Point labeling material:
## Begin

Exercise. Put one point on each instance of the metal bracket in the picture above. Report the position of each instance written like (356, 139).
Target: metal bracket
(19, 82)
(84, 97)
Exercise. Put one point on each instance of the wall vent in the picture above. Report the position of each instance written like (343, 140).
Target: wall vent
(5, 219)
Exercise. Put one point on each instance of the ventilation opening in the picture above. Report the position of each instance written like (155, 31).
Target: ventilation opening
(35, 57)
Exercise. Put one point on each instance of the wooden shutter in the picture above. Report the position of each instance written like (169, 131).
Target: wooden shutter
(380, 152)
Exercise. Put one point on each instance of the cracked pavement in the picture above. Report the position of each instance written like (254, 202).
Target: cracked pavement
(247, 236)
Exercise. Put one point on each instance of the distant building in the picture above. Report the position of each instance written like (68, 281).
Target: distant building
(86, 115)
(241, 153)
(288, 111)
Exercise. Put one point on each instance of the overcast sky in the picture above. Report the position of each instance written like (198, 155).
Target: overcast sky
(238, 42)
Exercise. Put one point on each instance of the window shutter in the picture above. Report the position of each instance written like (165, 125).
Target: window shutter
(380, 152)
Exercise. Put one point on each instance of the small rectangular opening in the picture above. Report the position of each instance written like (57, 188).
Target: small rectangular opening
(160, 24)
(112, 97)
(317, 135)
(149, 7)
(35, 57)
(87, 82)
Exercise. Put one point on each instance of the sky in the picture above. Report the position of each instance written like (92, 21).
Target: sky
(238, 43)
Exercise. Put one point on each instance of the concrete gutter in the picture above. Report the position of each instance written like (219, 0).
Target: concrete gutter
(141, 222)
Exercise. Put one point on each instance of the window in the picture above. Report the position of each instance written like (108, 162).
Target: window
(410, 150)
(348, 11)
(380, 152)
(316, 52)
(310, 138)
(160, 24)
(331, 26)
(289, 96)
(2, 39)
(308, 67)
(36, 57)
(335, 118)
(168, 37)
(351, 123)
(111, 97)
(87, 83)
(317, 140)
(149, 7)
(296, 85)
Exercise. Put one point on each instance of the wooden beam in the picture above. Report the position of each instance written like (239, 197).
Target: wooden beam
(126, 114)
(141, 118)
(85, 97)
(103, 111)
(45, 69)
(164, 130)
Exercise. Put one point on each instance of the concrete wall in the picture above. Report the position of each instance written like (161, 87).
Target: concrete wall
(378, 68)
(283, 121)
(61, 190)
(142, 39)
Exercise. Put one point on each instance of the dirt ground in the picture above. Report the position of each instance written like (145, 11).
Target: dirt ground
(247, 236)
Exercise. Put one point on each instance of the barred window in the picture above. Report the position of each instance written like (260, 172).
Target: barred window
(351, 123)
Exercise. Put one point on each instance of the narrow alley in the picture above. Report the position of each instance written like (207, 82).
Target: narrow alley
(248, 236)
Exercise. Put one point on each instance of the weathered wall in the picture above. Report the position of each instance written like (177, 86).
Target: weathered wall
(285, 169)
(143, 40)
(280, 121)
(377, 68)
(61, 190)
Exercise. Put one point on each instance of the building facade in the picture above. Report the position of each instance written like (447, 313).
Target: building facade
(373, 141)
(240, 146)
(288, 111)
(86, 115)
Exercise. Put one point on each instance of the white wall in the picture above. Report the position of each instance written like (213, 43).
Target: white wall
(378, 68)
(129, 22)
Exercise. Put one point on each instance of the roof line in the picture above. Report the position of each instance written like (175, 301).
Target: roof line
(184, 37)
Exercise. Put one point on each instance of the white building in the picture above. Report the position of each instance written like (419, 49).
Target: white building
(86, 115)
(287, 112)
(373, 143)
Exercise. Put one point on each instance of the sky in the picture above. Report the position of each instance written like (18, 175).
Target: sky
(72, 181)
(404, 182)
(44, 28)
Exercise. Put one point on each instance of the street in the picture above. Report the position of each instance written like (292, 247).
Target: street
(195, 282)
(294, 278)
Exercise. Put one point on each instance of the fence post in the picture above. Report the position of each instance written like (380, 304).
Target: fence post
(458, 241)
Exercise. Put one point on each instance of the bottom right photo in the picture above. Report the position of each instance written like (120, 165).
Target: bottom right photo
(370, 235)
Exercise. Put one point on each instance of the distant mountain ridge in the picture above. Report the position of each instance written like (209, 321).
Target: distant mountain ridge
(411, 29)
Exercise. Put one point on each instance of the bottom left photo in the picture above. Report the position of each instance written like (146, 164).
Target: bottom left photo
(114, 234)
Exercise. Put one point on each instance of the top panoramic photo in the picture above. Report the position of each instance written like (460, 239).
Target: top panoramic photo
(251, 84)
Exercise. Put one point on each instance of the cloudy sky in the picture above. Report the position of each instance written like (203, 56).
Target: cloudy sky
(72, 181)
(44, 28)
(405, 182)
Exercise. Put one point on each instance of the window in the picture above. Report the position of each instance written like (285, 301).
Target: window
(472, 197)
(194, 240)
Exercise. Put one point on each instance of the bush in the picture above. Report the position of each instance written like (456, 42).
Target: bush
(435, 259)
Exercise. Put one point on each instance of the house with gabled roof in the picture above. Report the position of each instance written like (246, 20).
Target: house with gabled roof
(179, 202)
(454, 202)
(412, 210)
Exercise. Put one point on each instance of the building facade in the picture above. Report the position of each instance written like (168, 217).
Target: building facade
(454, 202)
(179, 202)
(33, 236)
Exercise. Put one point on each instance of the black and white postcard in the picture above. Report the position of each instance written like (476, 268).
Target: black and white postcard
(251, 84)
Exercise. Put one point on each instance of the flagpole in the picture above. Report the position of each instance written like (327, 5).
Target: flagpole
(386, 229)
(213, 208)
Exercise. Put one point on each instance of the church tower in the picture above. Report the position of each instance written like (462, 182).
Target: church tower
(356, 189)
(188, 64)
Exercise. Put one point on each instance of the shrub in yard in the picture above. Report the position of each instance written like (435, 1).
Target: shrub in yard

## End

EXERCISE BRIEF: Copy every line of the material above word for word.

ANSWER TO THE PROBLEM:
Exercise. Put one point on each instance of the metal bracket in the picture above. Report the position of each instance written like (356, 139).
Target: metal bracket
(19, 82)
(84, 97)
Exercise. Put one point on each instance of the wall vent in the picture above. Report the position of each instance written like (343, 140).
Target: wall vent
(5, 219)
Exercise. Put one point on each instance of the ventilation opening in the picture above. Report the position of each instance written like (155, 31).
Target: ventilation opening
(35, 57)
Exercise. Put one point on each instance of the wooden shutter in the picture above. Report the position of each instance written like (169, 131).
Target: wooden shutter
(380, 152)
Exercise. Put one point on each instance of the cracked pavement in the picture above. Report the position of each instance written like (254, 202).
Target: cracked pavement
(247, 236)
Exercise. Put one point on each instance of the distant building in the picture above. Report the position of each instance written like (68, 281).
Target: distant building
(86, 115)
(241, 153)
(288, 111)
Exercise. Put one point on each instance of the overcast sky in the picture above. Report the position of each instance written like (198, 155).
Target: overcast sky
(238, 42)
Exercise. Put one point on each instance of the window shutter in the picture above. Report the position of each instance written like (165, 125).
Target: window shutter
(380, 152)
Exercise. Put one point on each instance of the small rectangular opening in the picture above. Report the position of each instance written like (57, 188).
Target: small rectangular opening
(160, 24)
(112, 97)
(317, 135)
(149, 7)
(35, 57)
(87, 82)
Exercise. Put one point on each instance of the sky in the picture above. Report the position of each instance written like (92, 21).
Target: sky
(238, 43)
Exercise. Put one point on each instance of the concrete gutter in the picture above. Report the position of each instance written like (219, 0).
Target: concrete gutter
(141, 222)
Exercise. Put one point on each instance of the window in the picture above. Report the position of each instance written like (108, 162).
Target: window
(410, 150)
(348, 11)
(380, 152)
(316, 52)
(310, 138)
(160, 24)
(331, 26)
(289, 96)
(2, 39)
(308, 67)
(36, 57)
(335, 118)
(168, 37)
(351, 123)
(111, 97)
(87, 83)
(317, 140)
(149, 7)
(296, 85)
Exercise. Put one point on each instance of the wooden beam in the picture above. Report the position of each instance written like (239, 197).
Target: wooden beam
(126, 114)
(141, 118)
(85, 97)
(103, 111)
(45, 69)
(164, 130)
Exercise. Put one point on each instance of the concrete wall in the picture above. Report the position of each instance written like (161, 87).
Target: concrete wall
(378, 68)
(283, 121)
(61, 190)
(142, 39)
Exercise. Put one point on each instance of the dirt ground in the picture above. Report the position of each instance written like (145, 11).
Target: dirt ground
(247, 236)
Exercise. Put one point on each instance of the barred window in the picture above. Report the position of each instance written like (260, 172).
Target: barred window
(351, 123)
Exercise. Put one point on each instance of the narrow alley in the picture above. Report the position of each instance written like (207, 82).
Target: narrow alley
(248, 236)
Exercise. Put one point on each instance of the weathered wall in the picture above. Report the position of each instance written like (177, 86).
Target: weathered wall
(285, 169)
(143, 40)
(280, 121)
(377, 68)
(61, 190)
Exercise. Put one point on each instance of the building facade in the picture above. Report the position of each instance written like (447, 313).
Target: building facade
(373, 141)
(240, 146)
(288, 111)
(86, 115)
Exercise. Put one point on each instance of the white wall in the picture above. Report the position of each instance written like (213, 43).
Target: white wall
(378, 68)
(129, 22)
Exercise. Put one point on each instance of the roof line in the picture above. Report the position of each instance written like (175, 301).
Target: roof line
(184, 37)
Exercise. Put one point on each instance of the white building in the picture above. Report the position of each instance written like (419, 49).
Target: white building
(86, 115)
(287, 112)
(373, 143)
Exercise. Put one point on each instance of the sky in the picture above. Report the position of each instance written like (18, 175).
Target: sky
(72, 181)
(404, 182)
(44, 28)
Exercise. Put one point on each instance of the street in the picture above. Report the position of each instance written like (292, 247).
Target: street
(195, 282)
(294, 278)
Exercise. Put one point on each instance of the fence post in the picture above. Report the position of each instance written like (380, 304).
Target: fence post
(458, 241)
Exercise. Put one point on each instance of the bottom right photo in the picture above. Report the position of each instance written like (120, 165).
Target: bottom right photo
(370, 235)
Exercise. Put one point on each instance of the distant mountain ridge in the picture above. Report the position of each instance written like (209, 321).
Target: distant mountain ridge
(411, 29)
Exercise. Put one point on each instance of the bottom left photo in the picture above. Report the position of each instance written like (146, 164).
Target: bottom left photo
(114, 234)
Exercise. Put one point on each instance of the top panoramic photo in the picture above. Report the position of each instance written like (460, 239).
Target: top panoramic photo
(251, 84)
Exercise. Put one point on each instance of the cloudy sky in the picture above. Report the position of each instance written like (203, 56).
Target: cloudy sky
(72, 181)
(44, 28)
(405, 182)
Exercise. Put one point on each instance of the window in the picture above. Report the position of each instance written like (285, 301).
Target: window
(472, 197)
(194, 240)
Exercise. Put one point on each instance of the bush in the picture above. Report the position of each instance written like (456, 42).
Target: bush
(435, 259)
Exercise. Put one point on each instance of the house with gabled roof in the picture above. Report the position of each instance written like (246, 20).
Target: house with gabled roof
(179, 202)
(454, 202)
(412, 210)
Exercise. Put one point on each instance of the building facade in the picture above. Report the position of each instance written like (168, 217).
Target: building facade
(454, 202)
(179, 202)
(33, 236)
Exercise. Put one point on each instance of the black and white postcard in the picture above. Report the position of each instance written like (476, 268).
Target: black and white postcard
(251, 84)
Exercise. Put one point on each instance of the flagpole in the picture above. Report the position of each instance written like (327, 5).
Target: flagpole
(386, 229)
(213, 208)
Exercise. Put one point on each instance of the church tower in the picture above. Report the position of each instance written like (462, 182).
Target: church tower
(356, 189)
(188, 64)
Exercise. Put one point on each instance of the shrub in yard in the picture above. Report the position of each instance written like (435, 1).
Target: shrub in yard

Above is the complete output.